Problem to solve :: According to the review of The Call below, why does the movie at first seem unlikely to offer anything new? Answer in one to three sentences.

Hello?
A young woman is contacted by another woman over the telephone. And it turns out that she’s talking to the past because the woman she’s talking to is 20 years back in time. And the woman she’s talking to is in a way held captive in the house by her evil stepmother. The young woman who’s in the present has a painful past. She lost her father at a young age. And her mother has a brain tumor. The two young women try to help each other, but that’s something the young woman in the present will regret.
The Call is an entertaining thriller that at first feels quite generic if you have seen similar movies with characters that live in different time periods.
There have been several excellent movies in this genre, and at first, it doesn’t feel as if The Call will bring something new to the table. We expect that these two will help each other, and that they deserve help, and that they are both good and kind people.
But it turns out that The Call has something new to offer when it completely changes direction. Now I’m going to reveal who the woman in the past is, so I have warned you.
It turns out that the woman in the past is an insane woman who’s a serial killer. And every time the protagonist tries to clean up and change the past, she also has to pay the price when she collaborates with a serial killer. So there are several timelines here, and it’s fun and exciting to see what has changed when the protagonist wakes up in another timeline.
As for the ending, it is open to interpretation. I have two theories, but I can not say that I liked the ending. I felt it ruined a bit of the overall impression. I dislike it when a movie has two endings in the last minutes. It doesn’t feel natural in The Call.

[Dataset excerpts]
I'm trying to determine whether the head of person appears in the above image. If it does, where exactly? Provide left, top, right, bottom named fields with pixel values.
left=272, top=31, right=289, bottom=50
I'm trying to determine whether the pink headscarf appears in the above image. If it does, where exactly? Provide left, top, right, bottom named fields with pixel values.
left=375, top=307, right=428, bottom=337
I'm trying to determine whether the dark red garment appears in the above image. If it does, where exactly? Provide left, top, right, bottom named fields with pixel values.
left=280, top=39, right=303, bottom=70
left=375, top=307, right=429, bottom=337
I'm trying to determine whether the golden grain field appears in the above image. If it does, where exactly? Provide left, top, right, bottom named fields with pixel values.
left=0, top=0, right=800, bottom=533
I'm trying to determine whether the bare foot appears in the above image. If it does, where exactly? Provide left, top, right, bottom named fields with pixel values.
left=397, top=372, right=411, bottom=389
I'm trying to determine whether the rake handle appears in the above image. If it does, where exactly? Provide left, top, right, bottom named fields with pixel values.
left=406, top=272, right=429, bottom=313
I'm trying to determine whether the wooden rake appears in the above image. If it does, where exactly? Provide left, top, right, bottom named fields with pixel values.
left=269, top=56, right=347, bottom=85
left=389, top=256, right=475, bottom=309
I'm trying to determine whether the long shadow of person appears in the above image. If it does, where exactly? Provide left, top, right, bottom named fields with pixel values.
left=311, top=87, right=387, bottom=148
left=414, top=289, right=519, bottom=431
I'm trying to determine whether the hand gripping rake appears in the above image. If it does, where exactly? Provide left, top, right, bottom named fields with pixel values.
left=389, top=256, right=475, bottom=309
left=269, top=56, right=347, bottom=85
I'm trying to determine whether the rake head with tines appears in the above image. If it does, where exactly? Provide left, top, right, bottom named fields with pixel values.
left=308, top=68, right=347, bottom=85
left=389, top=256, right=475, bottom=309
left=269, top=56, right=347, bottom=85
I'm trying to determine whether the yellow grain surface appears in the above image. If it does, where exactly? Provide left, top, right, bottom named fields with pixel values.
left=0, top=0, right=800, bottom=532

Reply to the exercise :: Several excellent movies already exist in this genre, in which characters live in different time periods. The setup also leads viewers to expect that the two women will help each other, that they deserve help, and that both are good and kind people.